D is in payment default. The D rating category is used when payments on an obligation are not made on the date due even if the applicable grace period has not expired, unless Standard & Poor’s believes that such payments will be made during such grace period. The D rating also will be used upon the filing of a bankruptcy petition or the taking of a similar action if payments on an obligation are jeopardized.

 

Note Plus (+) or minus (-). The ratings from AA to CCC may be modified by the addition of a plus or minus sign to show relative standing within the major rating categories. The “r” symbol is attached to the ratings of instruments with significant noncredit risks. It highlights risks to principal or volatility of expected returns, which are not addressed in the credit rating. Examples include obligations linked or indexed to equities, currencies, or commodities; obligations exposed to severe prepayment risk-such as interest-only or principal-only mortgage securities; and obligations with unusually risky interest terms, such as inverse floaters.

 

60

 

Preferred Stock

 

Moody’s

An issue rated:

 

Aaa is considered to be a top-quality preferred stock. This rating indicates good asset protection and the least risk of dividend impairment within the universe of preferred stocks.

 

Aa is considered a high-grade preferred stock. This rating indicates that there is a reasonable assurance the earnings and asset protection will remain relatively well maintained in the foreseeable future.

§ **Required task 1**:
In the rating definitions, what does the "r" symbol highlight?
§ **Required task 2**:
List every kind of obligation that the rating definitions give as an example of an instrument with significant noncredit risks.
§ **Required task 3**:
Please reproduce part of the rating definitions, beginning at the words that have "Aa is considered a" and stopping after "the foreseeable future.".

Extracted data items
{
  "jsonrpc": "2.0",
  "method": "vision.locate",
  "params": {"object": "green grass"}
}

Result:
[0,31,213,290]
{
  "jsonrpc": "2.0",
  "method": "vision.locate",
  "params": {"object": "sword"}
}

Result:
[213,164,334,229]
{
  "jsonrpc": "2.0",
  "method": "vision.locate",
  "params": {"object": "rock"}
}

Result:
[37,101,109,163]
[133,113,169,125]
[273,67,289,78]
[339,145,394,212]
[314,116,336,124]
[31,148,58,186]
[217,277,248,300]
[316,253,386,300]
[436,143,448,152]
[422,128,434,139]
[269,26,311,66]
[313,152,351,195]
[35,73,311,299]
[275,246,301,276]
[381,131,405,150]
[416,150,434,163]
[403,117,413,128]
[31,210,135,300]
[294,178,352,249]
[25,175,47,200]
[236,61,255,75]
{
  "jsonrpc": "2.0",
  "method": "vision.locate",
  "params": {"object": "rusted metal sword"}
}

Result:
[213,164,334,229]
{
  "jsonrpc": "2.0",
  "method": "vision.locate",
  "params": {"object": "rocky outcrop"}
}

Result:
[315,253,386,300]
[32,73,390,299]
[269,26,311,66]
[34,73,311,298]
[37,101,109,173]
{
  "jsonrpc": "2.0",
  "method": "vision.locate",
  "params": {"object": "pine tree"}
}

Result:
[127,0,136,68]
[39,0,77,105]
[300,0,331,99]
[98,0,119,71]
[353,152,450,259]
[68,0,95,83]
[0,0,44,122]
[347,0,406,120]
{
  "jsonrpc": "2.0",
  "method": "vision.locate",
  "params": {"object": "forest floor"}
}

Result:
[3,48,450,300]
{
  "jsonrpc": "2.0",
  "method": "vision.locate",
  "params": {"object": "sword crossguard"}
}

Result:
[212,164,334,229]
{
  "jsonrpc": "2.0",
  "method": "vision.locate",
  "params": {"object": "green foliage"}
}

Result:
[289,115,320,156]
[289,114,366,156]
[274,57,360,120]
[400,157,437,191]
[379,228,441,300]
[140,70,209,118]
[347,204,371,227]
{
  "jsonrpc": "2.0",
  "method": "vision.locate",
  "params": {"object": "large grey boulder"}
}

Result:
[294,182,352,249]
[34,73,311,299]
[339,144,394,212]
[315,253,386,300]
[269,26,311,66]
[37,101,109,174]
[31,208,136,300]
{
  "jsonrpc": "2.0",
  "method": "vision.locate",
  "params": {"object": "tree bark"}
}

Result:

§ **Exercise output 1**:
It highlights risks to principal or volatility of expected returns, which are not addressed in the credit rating.

§ **Exercise output 2**:
- Obligations linked or indexed to equities, currencies, or commodities
- Obligations exposed to severe prepayment risk, such as interest-only or principal-only mortgage securities
- Obligations with unusually risky interest terms, such as inverse floaters

§ **Exercise output 3**:
Aa is considered a high-grade preferred stock. This rating indicates that there is a reasonable assurance the earnings and asset protection will remain relatively well maintained in the foreseeable future.